The 15th edition of Transylvania International Film Festival will kick-off May 27 in the second most populous city in Romania.
The festival´s artistic director Mihai Chirilov programmed a thematic section called "#Animal". He explained: "The idea of a cine-zoo at Transylvania IFF came to me thanks to a slew of recent movies in which animals hold key roles: White God, Of Horses and Men, Dog, The Lobster, Rams, etc. What I was interested in while compiling this section, a true challenge given the thematic bet, were the various representations of animals in new fiction and documentary films“.
Among the animal-centric films is the sophomore fiction feature of Brazilian visual artist Gabriel Mascaro, Neon Bull (read the review), a Brazilian film with minority Dutch and Uruguayan co-production, supported also by the festival´s Hubert Bals Fund. Mascaro's body of work includes photographs and installations; as a filmmaker, he cut his teeth on documentaries mapping the mindscape of Brazilian society, social inequity, class division and changing of the country´s economic and political landscape.
His documentarian sensibilities contributed heavily to his formally inventive feature debut August Winds (2014), a contemplation on life, death, sex and memory, while in Neon Bull, Mascaro´s lyrical realism of a secluded community on the coast switched onto the topic he examined in documentaries, namely, the study of bodies in space and an examination of gender norms in regard to the boiisterous Brazilian socio-economic transition. The filmmaker follows a ragtag group of vaquejada rodeo workers in a loosely scripted observation of their bodies at various phases of mundane rituals: working, relaxing, bathing or copulating.

* [Given records]:
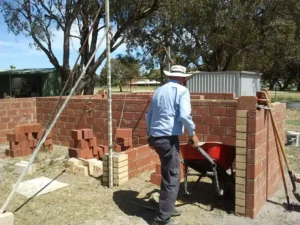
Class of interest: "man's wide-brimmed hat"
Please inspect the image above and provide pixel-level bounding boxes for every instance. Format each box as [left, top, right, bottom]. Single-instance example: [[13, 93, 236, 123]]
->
[[164, 65, 193, 78]]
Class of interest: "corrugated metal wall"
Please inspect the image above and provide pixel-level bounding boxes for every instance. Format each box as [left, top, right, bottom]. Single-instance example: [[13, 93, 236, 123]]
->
[[186, 71, 260, 96]]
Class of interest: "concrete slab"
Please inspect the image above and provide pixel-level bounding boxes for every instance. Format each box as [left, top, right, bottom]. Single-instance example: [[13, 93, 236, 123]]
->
[[0, 212, 15, 225], [17, 177, 69, 198]]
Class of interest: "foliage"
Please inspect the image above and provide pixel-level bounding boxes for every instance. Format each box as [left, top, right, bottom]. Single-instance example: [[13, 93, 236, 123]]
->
[[99, 55, 140, 91], [0, 0, 161, 94]]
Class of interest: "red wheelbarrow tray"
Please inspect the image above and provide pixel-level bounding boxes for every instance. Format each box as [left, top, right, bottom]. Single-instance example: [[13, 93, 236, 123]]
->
[[180, 142, 235, 170]]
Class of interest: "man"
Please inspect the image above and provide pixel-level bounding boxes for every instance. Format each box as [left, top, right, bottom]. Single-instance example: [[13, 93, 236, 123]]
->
[[146, 65, 199, 225]]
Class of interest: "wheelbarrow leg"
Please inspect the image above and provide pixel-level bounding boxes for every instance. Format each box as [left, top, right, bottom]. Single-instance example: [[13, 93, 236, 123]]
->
[[192, 174, 204, 192], [184, 166, 190, 195]]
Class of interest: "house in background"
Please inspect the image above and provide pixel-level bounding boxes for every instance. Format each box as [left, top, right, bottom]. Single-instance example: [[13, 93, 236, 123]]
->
[[0, 68, 62, 98]]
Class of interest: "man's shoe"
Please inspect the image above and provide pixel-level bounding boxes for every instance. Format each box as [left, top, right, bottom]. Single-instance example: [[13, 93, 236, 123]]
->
[[152, 220, 179, 225], [172, 207, 182, 216]]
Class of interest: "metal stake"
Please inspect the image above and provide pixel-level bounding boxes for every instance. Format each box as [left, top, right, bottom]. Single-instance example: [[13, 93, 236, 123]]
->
[[105, 0, 113, 188]]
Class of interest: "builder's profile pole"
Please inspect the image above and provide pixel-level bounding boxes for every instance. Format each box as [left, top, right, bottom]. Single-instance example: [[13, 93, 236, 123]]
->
[[168, 46, 171, 72], [105, 0, 114, 187]]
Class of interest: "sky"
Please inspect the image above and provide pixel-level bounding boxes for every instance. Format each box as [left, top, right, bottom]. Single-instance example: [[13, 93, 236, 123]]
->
[[0, 15, 126, 73]]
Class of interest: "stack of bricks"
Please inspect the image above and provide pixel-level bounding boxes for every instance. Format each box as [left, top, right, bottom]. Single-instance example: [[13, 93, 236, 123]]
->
[[235, 110, 248, 215], [103, 153, 128, 186], [6, 123, 53, 157], [65, 158, 103, 177], [114, 128, 132, 152], [69, 129, 103, 159]]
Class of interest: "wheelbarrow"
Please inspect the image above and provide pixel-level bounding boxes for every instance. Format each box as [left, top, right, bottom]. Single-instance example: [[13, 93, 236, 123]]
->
[[180, 142, 235, 197]]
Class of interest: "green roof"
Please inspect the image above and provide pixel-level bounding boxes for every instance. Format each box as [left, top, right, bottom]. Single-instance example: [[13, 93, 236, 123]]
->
[[0, 68, 56, 75]]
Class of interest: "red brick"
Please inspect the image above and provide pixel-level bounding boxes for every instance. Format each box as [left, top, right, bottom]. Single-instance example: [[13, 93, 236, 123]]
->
[[114, 144, 123, 152], [225, 127, 236, 137], [247, 117, 266, 133], [136, 145, 153, 159], [209, 125, 225, 135], [71, 130, 82, 140], [195, 124, 209, 134], [98, 145, 108, 154], [88, 137, 98, 148], [248, 110, 269, 119], [247, 129, 267, 149], [138, 163, 155, 174], [150, 173, 162, 186], [124, 148, 136, 161], [238, 96, 256, 110], [26, 133, 34, 141], [221, 136, 236, 146], [19, 134, 27, 142], [81, 129, 93, 140], [15, 125, 25, 134], [124, 138, 133, 147], [68, 148, 90, 159], [247, 157, 267, 179], [204, 134, 221, 141], [220, 116, 236, 127], [70, 139, 89, 149], [9, 141, 20, 150], [24, 124, 31, 134], [6, 134, 20, 142], [116, 128, 132, 139], [20, 140, 29, 148], [203, 116, 220, 125], [209, 106, 226, 116], [128, 169, 139, 179], [226, 107, 237, 117]]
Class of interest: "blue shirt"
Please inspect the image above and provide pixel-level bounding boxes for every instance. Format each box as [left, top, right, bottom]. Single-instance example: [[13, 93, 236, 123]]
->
[[146, 80, 195, 137]]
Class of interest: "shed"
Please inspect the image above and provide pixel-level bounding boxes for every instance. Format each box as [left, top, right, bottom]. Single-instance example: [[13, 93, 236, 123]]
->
[[186, 71, 262, 97], [0, 68, 62, 98]]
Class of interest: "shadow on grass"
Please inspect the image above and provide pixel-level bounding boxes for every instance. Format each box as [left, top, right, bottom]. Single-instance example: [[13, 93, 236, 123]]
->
[[113, 182, 235, 223], [13, 171, 64, 213]]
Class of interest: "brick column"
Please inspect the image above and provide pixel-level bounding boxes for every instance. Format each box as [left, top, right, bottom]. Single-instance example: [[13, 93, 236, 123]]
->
[[235, 110, 248, 215]]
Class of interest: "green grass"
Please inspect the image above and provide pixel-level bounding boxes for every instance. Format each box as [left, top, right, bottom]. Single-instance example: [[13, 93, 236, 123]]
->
[[286, 120, 300, 126]]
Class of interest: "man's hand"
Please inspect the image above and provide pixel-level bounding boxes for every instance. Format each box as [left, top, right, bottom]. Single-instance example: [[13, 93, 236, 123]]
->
[[189, 135, 199, 148]]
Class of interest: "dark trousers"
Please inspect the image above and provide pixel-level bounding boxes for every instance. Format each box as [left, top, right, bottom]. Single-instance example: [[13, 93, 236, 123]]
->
[[149, 136, 180, 221]]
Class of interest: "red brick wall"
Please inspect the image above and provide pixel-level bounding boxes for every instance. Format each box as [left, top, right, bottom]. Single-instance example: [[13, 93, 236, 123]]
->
[[191, 93, 236, 100], [36, 95, 237, 146], [36, 97, 149, 146], [246, 104, 285, 218], [124, 145, 160, 179], [0, 98, 37, 144]]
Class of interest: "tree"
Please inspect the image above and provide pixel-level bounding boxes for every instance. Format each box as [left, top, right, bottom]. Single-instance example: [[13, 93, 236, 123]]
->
[[100, 55, 140, 92], [0, 0, 161, 94]]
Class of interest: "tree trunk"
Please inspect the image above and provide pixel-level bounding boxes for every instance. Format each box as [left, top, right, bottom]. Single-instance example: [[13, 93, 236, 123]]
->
[[83, 72, 95, 95]]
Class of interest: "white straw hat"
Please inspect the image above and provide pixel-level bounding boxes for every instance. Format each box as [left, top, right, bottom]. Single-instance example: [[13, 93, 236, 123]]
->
[[164, 65, 193, 77]]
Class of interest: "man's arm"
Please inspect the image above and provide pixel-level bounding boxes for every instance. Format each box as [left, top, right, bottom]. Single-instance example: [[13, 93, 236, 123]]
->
[[179, 90, 195, 137], [146, 102, 152, 136]]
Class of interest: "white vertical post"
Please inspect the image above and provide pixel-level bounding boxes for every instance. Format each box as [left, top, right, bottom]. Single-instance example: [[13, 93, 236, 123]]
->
[[105, 0, 114, 187], [168, 46, 171, 72]]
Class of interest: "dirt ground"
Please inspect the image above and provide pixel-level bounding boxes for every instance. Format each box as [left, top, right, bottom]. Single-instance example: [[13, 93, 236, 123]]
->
[[0, 110, 300, 225]]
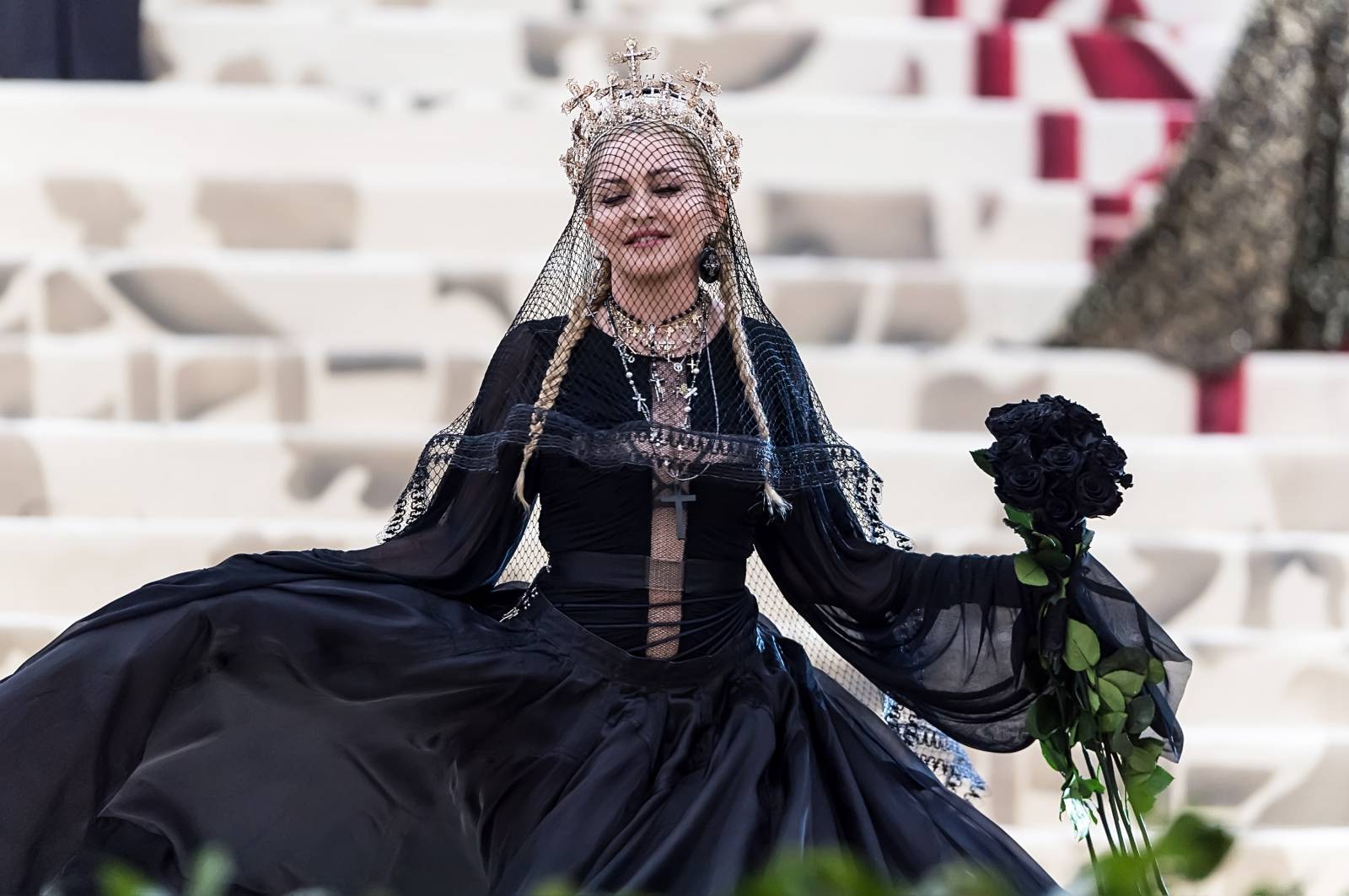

* [Problem description]: Can you pick up the article about the Transylvania International Film Festival and carry it on from its last sentence? These lines were taken from a separate source and have no connection to the text about the film festival.

* [Result of the task]:
A series of events resembling a plot started unfolding in August Winds almost in the middle of the film. In Neon Bull, the plot is suppressed to a bare minimum in an attempt to foreground the significance of activities that would have otherwise little-to- no contribution to conventional narrative. However, they become irreplaceable in Mascaro´s artistic vision, avoiding stereotypes in design and substance as well as form.
The director keeps the sensuality of his previous fiction feature, although the lyrical wide-angle shots of lush nature are replaced by at times flamboyant and oneiric imagery, always maintaining the human body as the centerfold, scrutinized mostly from afar in the space.
In Mascaro´s own words: "So if I go close to the characters, I might slip into the stereotypes; the close-ups can play this role as well. Going further away, I am empowering the characters much more compared to being close to them. So I used the distance to provoke a more intense experience of the space and time, and takes are very long. That helps the characters to really experience the performance in the time and space".
Another film in the section also comes from Latin American cinema, a feature debut by a filmmaker working under the moniker Tião. Animal politico, the live-action fiction feature, stays true to the title at least in one aspect: the protagonist is a cow. Starting as a blunt fable and an outstretched gag, the filmmaker shoots the cow in a daily and mundane ritual of human activities – shopping, visiting a hairdresser, playing volleyball or visiting sports club – the comic depiction accompanied by the cow's confessional soliloquy on the burdening sense of existential void and personal crisis.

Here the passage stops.